Data records |
==========
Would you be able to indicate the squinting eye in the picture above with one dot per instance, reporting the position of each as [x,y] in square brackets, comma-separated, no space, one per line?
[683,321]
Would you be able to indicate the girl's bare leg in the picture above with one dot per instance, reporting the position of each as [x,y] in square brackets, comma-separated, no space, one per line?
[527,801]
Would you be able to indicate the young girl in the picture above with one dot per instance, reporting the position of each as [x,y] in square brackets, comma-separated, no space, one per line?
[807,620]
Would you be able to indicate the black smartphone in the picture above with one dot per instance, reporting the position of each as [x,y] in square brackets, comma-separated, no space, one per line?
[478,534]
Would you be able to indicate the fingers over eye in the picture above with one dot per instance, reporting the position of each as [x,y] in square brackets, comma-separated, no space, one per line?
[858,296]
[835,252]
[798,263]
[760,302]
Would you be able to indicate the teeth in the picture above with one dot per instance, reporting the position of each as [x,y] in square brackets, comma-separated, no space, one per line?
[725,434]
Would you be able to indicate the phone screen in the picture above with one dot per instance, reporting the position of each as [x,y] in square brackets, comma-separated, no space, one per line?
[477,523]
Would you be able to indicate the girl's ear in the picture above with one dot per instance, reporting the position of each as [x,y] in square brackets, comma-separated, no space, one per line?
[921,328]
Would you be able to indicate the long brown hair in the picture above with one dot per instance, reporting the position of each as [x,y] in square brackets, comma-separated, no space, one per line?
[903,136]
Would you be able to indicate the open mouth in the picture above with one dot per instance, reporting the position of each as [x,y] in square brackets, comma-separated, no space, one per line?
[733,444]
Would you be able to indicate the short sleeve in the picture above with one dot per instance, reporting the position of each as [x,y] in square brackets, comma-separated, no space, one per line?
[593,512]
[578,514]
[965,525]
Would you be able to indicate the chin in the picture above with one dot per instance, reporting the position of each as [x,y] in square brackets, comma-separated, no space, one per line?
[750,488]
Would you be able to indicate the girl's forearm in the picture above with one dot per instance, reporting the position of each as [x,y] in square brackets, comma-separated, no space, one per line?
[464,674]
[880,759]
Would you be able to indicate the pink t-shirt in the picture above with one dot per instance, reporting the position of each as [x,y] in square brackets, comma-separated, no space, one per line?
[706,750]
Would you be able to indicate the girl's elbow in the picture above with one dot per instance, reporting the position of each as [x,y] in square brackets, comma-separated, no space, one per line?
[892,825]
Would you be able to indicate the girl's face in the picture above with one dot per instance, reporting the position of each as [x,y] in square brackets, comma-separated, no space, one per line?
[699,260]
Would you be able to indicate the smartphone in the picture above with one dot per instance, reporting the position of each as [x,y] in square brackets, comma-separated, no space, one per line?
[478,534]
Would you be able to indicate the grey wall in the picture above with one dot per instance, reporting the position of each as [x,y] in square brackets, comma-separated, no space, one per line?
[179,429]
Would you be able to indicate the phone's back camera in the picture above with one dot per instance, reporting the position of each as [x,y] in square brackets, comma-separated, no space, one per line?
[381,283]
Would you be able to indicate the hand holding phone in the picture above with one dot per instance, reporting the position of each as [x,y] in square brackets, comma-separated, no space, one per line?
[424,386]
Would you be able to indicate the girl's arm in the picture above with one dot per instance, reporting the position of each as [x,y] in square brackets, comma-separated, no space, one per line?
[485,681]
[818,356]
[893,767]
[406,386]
==========
Task to complete |
Make sure that every entry above is copied out exactly as it stands.

Output of the exercise |
Would you be able to indicate the squinting eye in the picture above with one dot per instance, reporting the position of each as [x,y] in square brackets, comma-separated, no space, one per line?
[683,321]
Would you be able to indicate the girl's bare leg in the picture above with one dot per instance, reporting the position of each as [x,y] in square brackets, comma-separated, no space, one per line?
[527,801]
Would you be able to indicate the young girl in the picture above with one dot per instance, reporting the position of each as [x,y] in square brackets, comma-separated, no space, one per line?
[807,620]
Would you be able to indicate the black smartphone in the picture above with one dot per instance, reporting the position of each as [x,y] in square brackets, comma-separated, no space, one per line?
[478,534]
Would you be able to indicate the fingers over eye in the picture above with one dot per instance, reporting the position of each as [x,y] in square brackets, comma-separated, no space, one per line?
[858,296]
[835,252]
[798,263]
[760,302]
Would you be able to indicate the teeth in the picture above with one dot per instance, reporting the position of each as [x,y] in square brackets, comma-separated, no space, one per line?
[725,434]
Would you be able to indicate the phone screen in the picture above with one dot per instance, reporting the position of each as [x,y] in square brackets, comma-separated, no space, one per line?
[477,523]
Would you be able to indicate the girl's ear in the picture above with one dot per instance, reporting the position of each as [x,y] in square brackets, comma-separated, no space, one per line?
[921,328]
Would you be able to indicate the long brown hair in the picture above with one dot per instance, reporting the position of each as [x,y] in square brackets, comma-separated, no space, one per line?
[903,136]
Would you be able to indicate the open mouth in the picture above with one dot per instance, reporting the position of each as [x,y] in square brackets, comma-separated, no space, one per line?
[733,444]
Would you be able to indicate the short sleeve in the picture above with one dot per instance, reporting the position of each as [x,y] in square brackets, comma-separated, no space, one per line?
[593,512]
[578,514]
[965,525]
Would you be able to indicate the chin in the picture above with one dot per instance, reporting the position of each as [x,y] in square brackets, comma-separated, no space, one per line?
[750,488]
Would you be able to indicate the girl's forearm in the picture above with one dot per instance, reporting the position of each as [x,y] in square brackets, comma-separated, no space, one per line?
[464,674]
[880,759]
Would you be able to indicate the pink t-shirt in the picture above with one dot per instance, reporting the position of each as [x,y] in square brackets, comma-separated, no space, one per line?
[706,750]
Would you be able to indicate the girl's elbow in the picture above with one dot per instance, reporting the position of each as [x,y] in square brackets, comma-separated, no space, one per line?
[892,825]
Would you be able to indicate the girl's face in the picture above with one dot per instance, reporting the position of each as [x,y] in square brackets, comma-separated, no space, one per line?
[699,260]
Would you be able to indicate the smartphone in the picture above with one dot per instance, reporting the position of each as [x,y] in square brackets, comma-separated, no space, one per line?
[478,534]
Would you be able to indicate the grey wall in the picture above with one dot per instance, reporting the position of each as [x,y] in square brackets, comma-separated, no space, one per line?
[179,429]
Would you be able to indicate the phone's back camera in the picture above with one dot per instance, reporting the position of each as [x,y] in square brackets, comma-separated, no space, one per line?
[381,283]
Would you be able to indicate the hand holding phone in the picture above with one dot per instance, reporting the position of each as [x,y] in square brackets, comma-separated, no space, one per line?
[424,386]
Would you be able to indicate the girl's arm in the picture above with one dot per instance, reporting the position of each as [x,y] in square brackets, comma-separated, no space, one per line?
[485,681]
[818,356]
[893,767]
[406,386]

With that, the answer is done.